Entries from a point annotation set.
----------------------------------------
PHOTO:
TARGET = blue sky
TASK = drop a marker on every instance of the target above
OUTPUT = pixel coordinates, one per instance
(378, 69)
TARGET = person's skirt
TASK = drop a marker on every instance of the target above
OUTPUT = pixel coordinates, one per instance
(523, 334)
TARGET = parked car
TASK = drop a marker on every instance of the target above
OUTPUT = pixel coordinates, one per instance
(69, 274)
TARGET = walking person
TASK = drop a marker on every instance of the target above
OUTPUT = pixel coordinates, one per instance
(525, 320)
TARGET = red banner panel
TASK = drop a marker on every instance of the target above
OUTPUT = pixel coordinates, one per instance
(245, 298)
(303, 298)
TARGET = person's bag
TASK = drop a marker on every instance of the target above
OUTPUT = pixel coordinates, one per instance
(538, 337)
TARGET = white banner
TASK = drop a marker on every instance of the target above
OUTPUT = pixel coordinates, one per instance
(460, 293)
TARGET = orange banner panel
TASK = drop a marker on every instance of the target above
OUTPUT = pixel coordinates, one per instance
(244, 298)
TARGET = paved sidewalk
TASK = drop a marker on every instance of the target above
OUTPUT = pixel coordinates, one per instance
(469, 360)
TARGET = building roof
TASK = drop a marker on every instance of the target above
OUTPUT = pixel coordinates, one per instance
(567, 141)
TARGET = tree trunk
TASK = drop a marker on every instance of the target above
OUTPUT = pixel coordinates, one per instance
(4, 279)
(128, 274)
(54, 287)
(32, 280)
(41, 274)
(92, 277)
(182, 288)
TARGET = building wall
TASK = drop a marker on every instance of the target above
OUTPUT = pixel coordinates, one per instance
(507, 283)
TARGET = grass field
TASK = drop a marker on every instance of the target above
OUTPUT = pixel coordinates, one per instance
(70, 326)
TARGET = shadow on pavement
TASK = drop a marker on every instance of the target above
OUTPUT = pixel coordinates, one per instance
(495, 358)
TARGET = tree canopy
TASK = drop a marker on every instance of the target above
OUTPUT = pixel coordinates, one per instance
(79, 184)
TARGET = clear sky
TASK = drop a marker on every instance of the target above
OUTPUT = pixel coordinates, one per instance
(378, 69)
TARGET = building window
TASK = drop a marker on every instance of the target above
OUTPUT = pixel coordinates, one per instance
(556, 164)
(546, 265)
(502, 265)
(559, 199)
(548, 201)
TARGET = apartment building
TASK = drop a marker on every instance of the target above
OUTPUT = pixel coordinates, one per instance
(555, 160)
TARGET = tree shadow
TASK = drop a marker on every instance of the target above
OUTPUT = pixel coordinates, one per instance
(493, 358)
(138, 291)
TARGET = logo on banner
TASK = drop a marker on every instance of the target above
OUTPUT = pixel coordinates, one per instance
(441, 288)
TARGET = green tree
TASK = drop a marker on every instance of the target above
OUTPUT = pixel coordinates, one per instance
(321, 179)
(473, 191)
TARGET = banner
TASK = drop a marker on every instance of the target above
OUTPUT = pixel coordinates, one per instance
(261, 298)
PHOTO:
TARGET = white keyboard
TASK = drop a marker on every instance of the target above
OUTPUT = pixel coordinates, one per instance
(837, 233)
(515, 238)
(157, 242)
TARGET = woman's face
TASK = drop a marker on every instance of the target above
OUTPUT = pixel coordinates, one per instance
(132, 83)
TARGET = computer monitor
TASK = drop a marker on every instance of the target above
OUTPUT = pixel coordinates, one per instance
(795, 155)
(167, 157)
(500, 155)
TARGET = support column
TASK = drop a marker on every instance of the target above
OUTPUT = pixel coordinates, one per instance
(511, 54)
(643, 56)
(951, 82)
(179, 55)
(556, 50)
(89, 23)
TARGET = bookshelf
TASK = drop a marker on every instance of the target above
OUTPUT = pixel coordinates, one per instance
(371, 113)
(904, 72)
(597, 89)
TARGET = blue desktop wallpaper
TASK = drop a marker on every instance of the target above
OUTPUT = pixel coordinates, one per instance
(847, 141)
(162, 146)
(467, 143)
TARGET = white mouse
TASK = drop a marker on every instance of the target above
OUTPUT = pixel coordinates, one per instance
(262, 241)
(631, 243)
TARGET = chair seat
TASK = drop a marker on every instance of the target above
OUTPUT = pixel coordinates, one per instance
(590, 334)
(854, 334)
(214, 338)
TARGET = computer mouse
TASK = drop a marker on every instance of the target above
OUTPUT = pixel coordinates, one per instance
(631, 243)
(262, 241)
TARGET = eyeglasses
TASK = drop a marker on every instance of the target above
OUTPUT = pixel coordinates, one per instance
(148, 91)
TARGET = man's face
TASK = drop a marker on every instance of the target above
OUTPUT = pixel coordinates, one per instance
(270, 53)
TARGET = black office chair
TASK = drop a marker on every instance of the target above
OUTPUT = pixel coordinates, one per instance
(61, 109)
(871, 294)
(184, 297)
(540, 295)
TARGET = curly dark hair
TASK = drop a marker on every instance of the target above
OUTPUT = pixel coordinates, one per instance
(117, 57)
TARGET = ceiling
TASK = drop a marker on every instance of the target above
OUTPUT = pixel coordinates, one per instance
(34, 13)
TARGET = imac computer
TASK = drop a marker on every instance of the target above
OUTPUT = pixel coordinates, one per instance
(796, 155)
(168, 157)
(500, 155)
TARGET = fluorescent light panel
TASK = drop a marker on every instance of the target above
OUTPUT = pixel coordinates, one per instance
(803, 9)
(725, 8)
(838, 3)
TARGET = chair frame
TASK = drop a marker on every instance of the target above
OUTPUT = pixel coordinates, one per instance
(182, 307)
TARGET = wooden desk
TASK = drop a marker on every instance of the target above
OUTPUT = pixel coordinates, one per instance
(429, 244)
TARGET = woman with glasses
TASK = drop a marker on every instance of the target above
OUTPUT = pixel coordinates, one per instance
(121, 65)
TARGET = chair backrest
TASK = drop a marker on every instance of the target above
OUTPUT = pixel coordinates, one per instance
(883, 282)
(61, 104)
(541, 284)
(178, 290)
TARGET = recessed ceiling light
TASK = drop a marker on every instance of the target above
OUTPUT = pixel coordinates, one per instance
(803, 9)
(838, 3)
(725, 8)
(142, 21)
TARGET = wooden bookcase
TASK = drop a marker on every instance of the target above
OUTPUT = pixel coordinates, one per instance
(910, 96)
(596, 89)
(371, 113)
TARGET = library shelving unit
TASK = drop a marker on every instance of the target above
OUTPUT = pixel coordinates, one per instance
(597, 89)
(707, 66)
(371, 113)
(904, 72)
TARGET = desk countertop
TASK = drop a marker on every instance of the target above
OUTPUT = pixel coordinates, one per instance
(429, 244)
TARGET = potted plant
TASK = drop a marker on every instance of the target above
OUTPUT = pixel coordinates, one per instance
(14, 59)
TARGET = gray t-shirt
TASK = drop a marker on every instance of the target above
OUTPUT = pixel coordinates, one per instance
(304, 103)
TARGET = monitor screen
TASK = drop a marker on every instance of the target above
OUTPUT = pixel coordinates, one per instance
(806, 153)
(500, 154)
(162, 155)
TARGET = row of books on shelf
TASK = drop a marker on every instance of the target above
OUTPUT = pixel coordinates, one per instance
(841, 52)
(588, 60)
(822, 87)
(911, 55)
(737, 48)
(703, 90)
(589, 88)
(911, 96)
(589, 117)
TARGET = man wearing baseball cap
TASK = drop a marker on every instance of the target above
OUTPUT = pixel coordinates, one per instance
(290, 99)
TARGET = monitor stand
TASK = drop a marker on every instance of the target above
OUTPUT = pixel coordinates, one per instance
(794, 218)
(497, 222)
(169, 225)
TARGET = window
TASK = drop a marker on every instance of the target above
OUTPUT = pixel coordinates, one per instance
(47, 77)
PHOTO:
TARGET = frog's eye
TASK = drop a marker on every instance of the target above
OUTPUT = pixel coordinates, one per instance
----------------------------------------
WORK TO BE COMPLETED. Render every item above as a JSON list of strings, one string per line, leaving out blank lines.

OUTPUT FOR THIS TASK.
[
  "PHOTO:",
  "TARGET = blue sky",
  "TASK = drop a marker on every instance of the target above",
  "OUTPUT = pixel coordinates, one per instance",
  "(378, 69)",
  "TARGET = person's skirt",
  "TASK = drop a marker on every instance of the target above",
  "OUTPUT = pixel coordinates, one per instance",
  "(523, 334)",
  "TARGET = parked car",
  "TASK = drop a marker on every instance of the target above",
  "OUTPUT = pixel coordinates, one per instance",
  "(69, 274)",
  "TARGET = walking person",
  "TASK = drop a marker on every instance of the target above",
  "OUTPUT = pixel coordinates, one per instance",
  "(525, 320)",
  "TARGET = red banner panel",
  "TASK = drop a marker on every instance of the target above",
  "OUTPUT = pixel coordinates, one per instance",
  "(245, 298)",
  "(303, 298)",
  "TARGET = person's bag",
  "TASK = drop a marker on every instance of the target above",
  "OUTPUT = pixel coordinates, one per instance",
  "(538, 337)",
  "TARGET = white banner",
  "TASK = drop a marker on every instance of the target above",
  "OUTPUT = pixel coordinates, one per instance",
  "(460, 293)",
  "TARGET = orange banner panel",
  "TASK = drop a marker on every instance of the target above",
  "OUTPUT = pixel coordinates, one per instance",
  "(244, 298)",
  "TARGET = paved sidewalk",
  "TASK = drop a marker on every instance of the target above",
  "OUTPUT = pixel coordinates, one per instance",
  "(469, 360)",
  "TARGET = building roof",
  "TASK = drop a marker on every instance of the target above",
  "OUTPUT = pixel coordinates, one per instance",
  "(567, 141)",
  "TARGET = tree trunk",
  "TASK = drop a marker on every instance of the target above",
  "OUTPUT = pixel coordinates, one per instance",
  "(4, 279)",
  "(128, 274)",
  "(54, 287)",
  "(32, 280)",
  "(41, 274)",
  "(92, 277)",
  "(182, 288)",
  "TARGET = building wall",
  "TASK = drop a marker on every instance of the target above",
  "OUTPUT = pixel coordinates, one per instance",
  "(507, 283)",
  "TARGET = grass field",
  "TASK = drop a marker on every instance of the target above",
  "OUTPUT = pixel coordinates, one per instance",
  "(70, 326)",
  "TARGET = shadow on pavement",
  "TASK = drop a marker on every instance of the target above",
  "OUTPUT = pixel coordinates, one per instance",
  "(495, 358)",
  "TARGET = tree canopy",
  "TASK = drop a marker on every instance of the target above",
  "OUTPUT = pixel coordinates, one per instance",
  "(79, 184)",
  "TARGET = clear sky",
  "TASK = drop a marker on every instance of the target above",
  "OUTPUT = pixel coordinates, one per instance",
  "(378, 69)",
  "TARGET = building window",
  "TASK = drop a marker on every instance of the target above",
  "OUTPUT = pixel coordinates, one per instance",
  "(556, 164)",
  "(546, 265)",
  "(502, 265)",
  "(559, 199)",
  "(548, 201)",
  "TARGET = apartment building",
  "TASK = drop a marker on every instance of the target above",
  "OUTPUT = pixel coordinates, one per instance",
  "(555, 160)",
  "TARGET = tree shadow",
  "TASK = drop a marker on every instance of the target above",
  "OUTPUT = pixel coordinates, one per instance",
  "(493, 358)",
  "(138, 291)",
  "TARGET = logo on banner",
  "TASK = drop a marker on every instance of the target above",
  "OUTPUT = pixel coordinates, one per instance",
  "(441, 288)",
  "TARGET = green tree",
  "TASK = drop a marker on every instance of the target above",
  "OUTPUT = pixel coordinates, one per instance",
  "(321, 179)",
  "(473, 191)",
  "TARGET = banner",
  "TASK = drop a marker on every instance of the target above",
  "OUTPUT = pixel coordinates, one per instance",
  "(261, 298)",
  "PHOTO:",
  "TARGET = white keyboard",
  "TASK = drop a marker on every instance of the target above",
  "OUTPUT = pixel coordinates, one per instance",
  "(837, 233)",
  "(515, 238)",
  "(157, 242)",
  "TARGET = woman's face",
  "TASK = drop a marker on every instance of the target above",
  "OUTPUT = pixel coordinates, one per instance",
  "(132, 83)",
  "TARGET = computer monitor",
  "TASK = drop a marker on every instance of the target above",
  "OUTPUT = pixel coordinates, one per instance",
  "(795, 155)",
  "(167, 157)",
  "(500, 155)",
  "TARGET = support column",
  "TASK = drop a marker on every instance of the target above",
  "OUTPUT = pixel coordinates, one per instance",
  "(511, 54)",
  "(643, 56)",
  "(951, 82)",
  "(179, 55)",
  "(556, 50)",
  "(89, 23)",
  "TARGET = bookshelf",
  "TASK = drop a marker on every instance of the target above",
  "OUTPUT = pixel coordinates, one per instance",
  "(371, 113)",
  "(904, 72)",
  "(597, 89)",
  "TARGET = blue desktop wallpaper",
  "TASK = drop a marker on every instance of the target above",
  "OUTPUT = pixel coordinates, one per instance",
  "(847, 141)",
  "(162, 146)",
  "(467, 143)",
  "TARGET = white mouse",
  "TASK = drop a marker on every instance of the target above",
  "OUTPUT = pixel coordinates, one per instance",
  "(262, 241)",
  "(631, 243)",
  "TARGET = chair seat",
  "TASK = drop a marker on every instance of the target above",
  "OUTPUT = pixel coordinates, one per instance",
  "(590, 334)",
  "(854, 334)",
  "(214, 338)",
  "TARGET = computer mouse",
  "TASK = drop a marker on every instance of the target above",
  "OUTPUT = pixel coordinates, one per instance",
  "(631, 243)",
  "(262, 241)",
  "TARGET = eyeglasses",
  "TASK = drop a marker on every instance of the target above",
  "OUTPUT = pixel coordinates, one per instance",
  "(148, 91)",
  "TARGET = man's face",
  "TASK = drop a marker on every instance of the target above",
  "OUTPUT = pixel coordinates, one per instance",
  "(270, 53)",
  "TARGET = black office chair",
  "TASK = drop a marker on every instance of the target above",
  "OUTPUT = pixel coordinates, one per instance",
  "(61, 109)",
  "(871, 294)",
  "(184, 297)",
  "(540, 295)",
  "TARGET = curly dark hair",
  "TASK = drop a marker on every instance of the target above",
  "OUTPUT = pixel coordinates, one per instance",
  "(117, 57)",
  "TARGET = ceiling",
  "TASK = drop a marker on every instance of the target above",
  "OUTPUT = pixel coordinates, one per instance",
  "(34, 13)",
  "TARGET = imac computer",
  "TASK = drop a marker on every instance of the target above",
  "OUTPUT = pixel coordinates, one per instance",
  "(796, 155)",
  "(168, 157)",
  "(500, 155)",
  "TARGET = fluorescent light panel",
  "TASK = drop a marker on every instance of the target above",
  "OUTPUT = pixel coordinates, one per instance",
  "(803, 9)",
  "(725, 8)",
  "(838, 3)",
  "TARGET = chair frame",
  "TASK = drop a marker on every instance of the target above",
  "OUTPUT = pixel coordinates, one per instance",
  "(182, 307)",
  "TARGET = wooden desk",
  "TASK = drop a marker on every instance of the target above",
  "OUTPUT = pixel coordinates, one per instance",
  "(429, 244)",
  "TARGET = woman with glasses",
  "TASK = drop a marker on every instance of the target above",
  "OUTPUT = pixel coordinates, one per instance",
  "(121, 65)",
  "TARGET = chair backrest",
  "TASK = drop a marker on every instance of the target above",
  "OUTPUT = pixel coordinates, one per instance",
  "(883, 282)",
  "(61, 104)",
  "(541, 284)",
  "(178, 290)",
  "TARGET = recessed ceiling light",
  "TASK = drop a marker on every instance of the target above",
  "OUTPUT = pixel coordinates, one per instance",
  "(803, 9)",
  "(838, 3)",
  "(725, 8)",
  "(142, 21)",
  "TARGET = wooden bookcase",
  "TASK = drop a marker on every instance of the target above",
  "OUTPUT = pixel coordinates, one per instance",
  "(910, 96)",
  "(596, 89)",
  "(371, 113)",
  "TARGET = library shelving unit",
  "TASK = drop a marker on every instance of the target above",
  "OUTPUT = pixel coordinates, one per instance",
  "(597, 89)",
  "(707, 66)",
  "(371, 113)",
  "(904, 72)",
  "TARGET = desk countertop",
  "TASK = drop a marker on every instance of the target above",
  "OUTPUT = pixel coordinates, one per instance",
  "(429, 244)",
  "TARGET = potted plant",
  "TASK = drop a marker on every instance of the target above",
  "OUTPUT = pixel coordinates, one per instance",
  "(14, 59)",
  "TARGET = gray t-shirt",
  "TASK = drop a marker on every instance of the target above",
  "OUTPUT = pixel coordinates, one per instance",
  "(304, 103)",
  "TARGET = monitor screen",
  "TASK = drop a marker on every instance of the target above",
  "OUTPUT = pixel coordinates, one per instance",
  "(806, 153)",
  "(500, 154)",
  "(162, 155)",
  "TARGET = row of books on shelf",
  "TASK = drop a marker on every instance of the target above",
  "OUTPUT = pixel coordinates, one per instance",
  "(841, 52)",
  "(588, 60)",
  "(822, 87)",
  "(911, 55)",
  "(737, 48)",
  "(703, 90)",
  "(589, 88)",
  "(911, 96)",
  "(589, 117)",
  "TARGET = man wearing baseball cap",
  "TASK = drop a marker on every instance of the target above",
  "OUTPUT = pixel coordinates, one per instance",
  "(290, 99)",
  "TARGET = monitor stand",
  "TASK = drop a marker on every instance of the target above",
  "OUTPUT = pixel coordinates, one per instance",
  "(794, 218)",
  "(497, 222)",
  "(169, 225)",
  "TARGET = window",
  "TASK = drop a marker on every instance of the target above",
  "OUTPUT = pixel coordinates, one per instance",
  "(47, 77)",
  "PHOTO:",
  "TARGET = frog's eye",
  "TASK = drop a marker on every instance of the target above",
  "OUTPUT = pixel coordinates, one per instance"
]